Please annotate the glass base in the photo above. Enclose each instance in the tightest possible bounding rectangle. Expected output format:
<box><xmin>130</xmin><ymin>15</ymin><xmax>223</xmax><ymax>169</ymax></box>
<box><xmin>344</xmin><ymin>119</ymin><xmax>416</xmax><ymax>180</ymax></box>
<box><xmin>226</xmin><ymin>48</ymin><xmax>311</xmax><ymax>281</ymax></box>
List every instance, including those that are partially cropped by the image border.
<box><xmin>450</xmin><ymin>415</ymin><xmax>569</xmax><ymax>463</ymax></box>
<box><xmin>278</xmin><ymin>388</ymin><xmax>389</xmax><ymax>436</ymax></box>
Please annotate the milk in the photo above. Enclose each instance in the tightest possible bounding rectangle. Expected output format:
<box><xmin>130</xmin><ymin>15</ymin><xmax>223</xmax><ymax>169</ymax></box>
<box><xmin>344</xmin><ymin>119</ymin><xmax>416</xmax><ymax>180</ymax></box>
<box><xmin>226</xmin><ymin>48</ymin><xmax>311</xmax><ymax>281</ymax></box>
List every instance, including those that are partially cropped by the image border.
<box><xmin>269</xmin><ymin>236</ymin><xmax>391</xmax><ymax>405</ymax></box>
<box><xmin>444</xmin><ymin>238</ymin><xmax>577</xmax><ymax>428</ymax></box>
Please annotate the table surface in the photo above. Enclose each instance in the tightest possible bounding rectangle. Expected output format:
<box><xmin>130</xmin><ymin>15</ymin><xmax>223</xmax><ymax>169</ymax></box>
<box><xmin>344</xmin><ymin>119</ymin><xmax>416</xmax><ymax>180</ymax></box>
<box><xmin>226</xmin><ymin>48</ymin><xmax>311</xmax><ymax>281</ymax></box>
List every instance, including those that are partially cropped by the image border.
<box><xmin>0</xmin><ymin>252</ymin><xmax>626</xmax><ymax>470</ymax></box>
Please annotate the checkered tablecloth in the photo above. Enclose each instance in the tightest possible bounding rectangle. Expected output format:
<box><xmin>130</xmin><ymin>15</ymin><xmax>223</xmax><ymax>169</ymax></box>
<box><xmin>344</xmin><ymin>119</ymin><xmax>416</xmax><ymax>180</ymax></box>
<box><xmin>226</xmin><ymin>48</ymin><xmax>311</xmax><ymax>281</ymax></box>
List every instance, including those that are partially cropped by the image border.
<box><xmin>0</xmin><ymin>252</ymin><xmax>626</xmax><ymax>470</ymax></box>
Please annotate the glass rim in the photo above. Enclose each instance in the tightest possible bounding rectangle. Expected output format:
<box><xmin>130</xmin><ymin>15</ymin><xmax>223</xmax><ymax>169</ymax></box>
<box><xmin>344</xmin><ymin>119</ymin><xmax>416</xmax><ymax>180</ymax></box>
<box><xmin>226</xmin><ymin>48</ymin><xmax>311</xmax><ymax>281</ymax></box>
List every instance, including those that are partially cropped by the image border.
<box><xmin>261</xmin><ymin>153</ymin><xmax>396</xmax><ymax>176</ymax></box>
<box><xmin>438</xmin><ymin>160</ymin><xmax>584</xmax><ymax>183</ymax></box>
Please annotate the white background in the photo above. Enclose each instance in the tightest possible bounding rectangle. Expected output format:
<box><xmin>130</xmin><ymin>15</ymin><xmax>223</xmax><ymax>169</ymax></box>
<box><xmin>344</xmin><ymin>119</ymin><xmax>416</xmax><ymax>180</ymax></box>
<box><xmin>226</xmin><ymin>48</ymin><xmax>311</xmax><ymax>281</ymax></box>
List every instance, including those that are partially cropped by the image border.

################

**Objective**
Recast every line of the material above as a JSON list of strings, one string per line, with blank lines left out.

**Result**
[
  "Please annotate the glass base in the photo above. Enclose each instance in the tightest possible bounding rectangle. Expected output format:",
  "<box><xmin>130</xmin><ymin>15</ymin><xmax>223</xmax><ymax>169</ymax></box>",
  "<box><xmin>344</xmin><ymin>119</ymin><xmax>416</xmax><ymax>180</ymax></box>",
  "<box><xmin>226</xmin><ymin>48</ymin><xmax>311</xmax><ymax>281</ymax></box>",
  "List every instance, including those that are partially cropped by the image border.",
  "<box><xmin>450</xmin><ymin>415</ymin><xmax>569</xmax><ymax>463</ymax></box>",
  "<box><xmin>278</xmin><ymin>388</ymin><xmax>389</xmax><ymax>436</ymax></box>",
  "Please annotate the milk in the photo above. Enclose each instance in the tightest possible bounding rectangle. Expected output format:",
  "<box><xmin>130</xmin><ymin>15</ymin><xmax>223</xmax><ymax>169</ymax></box>",
  "<box><xmin>344</xmin><ymin>119</ymin><xmax>416</xmax><ymax>180</ymax></box>",
  "<box><xmin>226</xmin><ymin>48</ymin><xmax>311</xmax><ymax>281</ymax></box>",
  "List every instance, including those that are partially cropped by the image border.",
  "<box><xmin>269</xmin><ymin>236</ymin><xmax>391</xmax><ymax>405</ymax></box>",
  "<box><xmin>444</xmin><ymin>238</ymin><xmax>577</xmax><ymax>428</ymax></box>",
  "Please annotate the table surface in the photo above. Enclose each instance in the tightest possible bounding rectangle. Expected output format:",
  "<box><xmin>130</xmin><ymin>15</ymin><xmax>223</xmax><ymax>169</ymax></box>",
  "<box><xmin>344</xmin><ymin>119</ymin><xmax>416</xmax><ymax>180</ymax></box>",
  "<box><xmin>226</xmin><ymin>48</ymin><xmax>311</xmax><ymax>281</ymax></box>",
  "List every instance, including those that are partially cropped by the image border.",
  "<box><xmin>0</xmin><ymin>252</ymin><xmax>626</xmax><ymax>470</ymax></box>",
  "Please annotate the checkered tablecloth in the photo above. Enclose each instance in the tightest possible bounding rectangle. Expected output format:",
  "<box><xmin>130</xmin><ymin>15</ymin><xmax>223</xmax><ymax>169</ymax></box>",
  "<box><xmin>344</xmin><ymin>119</ymin><xmax>416</xmax><ymax>180</ymax></box>",
  "<box><xmin>226</xmin><ymin>48</ymin><xmax>311</xmax><ymax>281</ymax></box>",
  "List every instance, including those that are partially cropped by the image border.",
  "<box><xmin>0</xmin><ymin>252</ymin><xmax>626</xmax><ymax>470</ymax></box>",
  "Please annotate the glass rim in the photo above. Enclose each instance in the tightest possible bounding rectangle. Expected output format:",
  "<box><xmin>130</xmin><ymin>15</ymin><xmax>223</xmax><ymax>169</ymax></box>",
  "<box><xmin>344</xmin><ymin>119</ymin><xmax>416</xmax><ymax>180</ymax></box>",
  "<box><xmin>226</xmin><ymin>48</ymin><xmax>311</xmax><ymax>281</ymax></box>",
  "List every instance, including those that are partially cropped by the image border.",
  "<box><xmin>261</xmin><ymin>153</ymin><xmax>396</xmax><ymax>176</ymax></box>",
  "<box><xmin>438</xmin><ymin>160</ymin><xmax>584</xmax><ymax>183</ymax></box>",
  "Please annotate the white background in the photo above. Enclose each instance in the tightest possible bounding rectangle. Expected output format:",
  "<box><xmin>130</xmin><ymin>15</ymin><xmax>223</xmax><ymax>169</ymax></box>",
  "<box><xmin>344</xmin><ymin>119</ymin><xmax>416</xmax><ymax>180</ymax></box>",
  "<box><xmin>226</xmin><ymin>48</ymin><xmax>311</xmax><ymax>281</ymax></box>",
  "List every instance, including those that are partially cropped by the image border."
]